■ PASAJE
MUNDO IV. MUNDO Y ANTROPOLOGIA B. EL MUNDO COMO ENEMIGO DEL ALMA
Por enemigo del alma hay que entender cualquier causa que influya en la comisión
de un pecado. Dado que toda causa debe ser de la misma naturaleza que lo
causado, sólo puede ser enemigo del alma una realidad moralmente imperfecta, es
decir, pecaminosa. Cuando hablamos del m. como enemigo del alma, nos referimos,
por tanto, a aquellas cosas de entre las que componen el m. que contienen algún
germen de inmoralidad. Por tratarse de una cuestión de orden ético, el pecado
sólo puede arraigar en las cosas espirituales del m.: el hombre y sus acciones.

■ OBJETIVO
Prosiga el pasaje sobre el mundo como enemigo del alma a partir de su última oración. Las entradas no desempeñan ningún papel en esto.

■ ENTRADAS REGISTRADAS
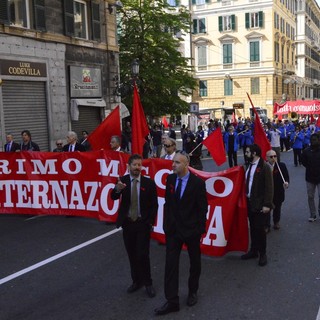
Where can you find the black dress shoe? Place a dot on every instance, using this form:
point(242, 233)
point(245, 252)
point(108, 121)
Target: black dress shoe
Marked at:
point(134, 287)
point(192, 299)
point(167, 308)
point(249, 255)
point(263, 260)
point(150, 291)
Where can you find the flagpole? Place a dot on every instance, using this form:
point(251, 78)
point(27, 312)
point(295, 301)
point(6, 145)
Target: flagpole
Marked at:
point(196, 147)
point(280, 172)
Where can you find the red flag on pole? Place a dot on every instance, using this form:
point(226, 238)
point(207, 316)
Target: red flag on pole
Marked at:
point(110, 126)
point(215, 146)
point(260, 137)
point(164, 121)
point(312, 119)
point(140, 127)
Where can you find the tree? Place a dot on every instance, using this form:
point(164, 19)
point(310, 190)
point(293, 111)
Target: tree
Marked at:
point(150, 31)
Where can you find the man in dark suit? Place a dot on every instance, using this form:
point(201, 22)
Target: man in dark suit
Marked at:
point(259, 191)
point(72, 143)
point(11, 146)
point(138, 209)
point(184, 222)
point(280, 183)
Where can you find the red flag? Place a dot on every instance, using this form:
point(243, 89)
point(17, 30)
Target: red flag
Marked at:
point(312, 119)
point(165, 122)
point(260, 137)
point(101, 136)
point(140, 127)
point(215, 146)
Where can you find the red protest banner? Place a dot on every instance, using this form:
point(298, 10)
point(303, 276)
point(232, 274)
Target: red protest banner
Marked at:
point(80, 184)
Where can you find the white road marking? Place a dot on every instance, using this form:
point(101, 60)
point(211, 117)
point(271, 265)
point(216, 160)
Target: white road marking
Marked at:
point(57, 256)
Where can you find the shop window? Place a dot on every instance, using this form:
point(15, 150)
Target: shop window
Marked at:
point(23, 13)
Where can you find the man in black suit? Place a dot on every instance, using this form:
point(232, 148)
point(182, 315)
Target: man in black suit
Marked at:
point(280, 183)
point(184, 222)
point(259, 191)
point(11, 146)
point(137, 211)
point(72, 143)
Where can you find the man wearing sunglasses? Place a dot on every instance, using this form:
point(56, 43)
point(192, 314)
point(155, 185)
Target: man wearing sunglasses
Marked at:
point(280, 183)
point(170, 147)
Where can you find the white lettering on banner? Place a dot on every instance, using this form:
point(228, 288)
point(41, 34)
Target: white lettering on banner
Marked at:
point(158, 177)
point(76, 196)
point(66, 166)
point(105, 170)
point(104, 203)
point(8, 185)
point(57, 193)
point(40, 191)
point(228, 186)
point(93, 204)
point(4, 167)
point(24, 201)
point(158, 228)
point(215, 228)
point(20, 166)
point(40, 168)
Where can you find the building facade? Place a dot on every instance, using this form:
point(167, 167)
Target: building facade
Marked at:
point(58, 65)
point(254, 47)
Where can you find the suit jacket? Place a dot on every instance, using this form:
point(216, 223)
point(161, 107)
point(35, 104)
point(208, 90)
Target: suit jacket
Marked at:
point(186, 217)
point(148, 200)
point(279, 192)
point(261, 194)
point(78, 147)
point(14, 147)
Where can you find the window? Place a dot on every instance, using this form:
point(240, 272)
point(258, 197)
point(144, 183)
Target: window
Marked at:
point(228, 87)
point(203, 88)
point(78, 15)
point(23, 13)
point(255, 85)
point(202, 56)
point(227, 23)
point(254, 20)
point(254, 51)
point(227, 53)
point(199, 25)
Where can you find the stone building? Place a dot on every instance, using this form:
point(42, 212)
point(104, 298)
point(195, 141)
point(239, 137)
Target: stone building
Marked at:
point(58, 65)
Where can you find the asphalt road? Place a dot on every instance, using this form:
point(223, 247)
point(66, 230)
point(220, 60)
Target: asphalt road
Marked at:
point(45, 276)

■ RESPUESTA
Arraiga también en las irracionales en la medida en que éstas reflejan el mal
que con ellas se ha cometido. No todas estas realidades del m. son causa del
pecado de la misma manera. Su propia naturaleza, en cuanto herida por el pecado,
es para cada hombre enemigo del alma que le acompaña inevitablemente: la huella
del pecado original, aumentada por las consecuencias de los pecados personales,
es la causa inmediata y física o real-eficiente de todo pecado. Es la mala
voluntad del hombre pronus ad peccátum, inclinado al mal, la que permite obrar a
sus malas inclinaciones. Éste es el enemigo del hombre que llamamos carne (v.)
en el sentido paulino de la palabra, es decir, el hombre en cuanto desordenado
por el pecado. «La carne tiene tendencias contrarias a las del espíritu y el
espíritu tendencias contrarias a las de la carne, pues uno y otro se oponen de
manera que no hagáis lo que queréis» (Gal 5,17). El hombre carnal es el que da
rienda suelta a sus malas inclinaciones, el espiritual el que las domina con la
ayuda indispensable de la gracia (cfr. 2 Cor 1,12; 1 Cor 3,2; 2 Cor 10,4; 1 Cor
3,1; Rom 8,5-7; Rom 9,8; Gal 5,16-19; Eph 2,3). Así como la gracia es causa del
buen obrar, la carne lo es del mal obrar..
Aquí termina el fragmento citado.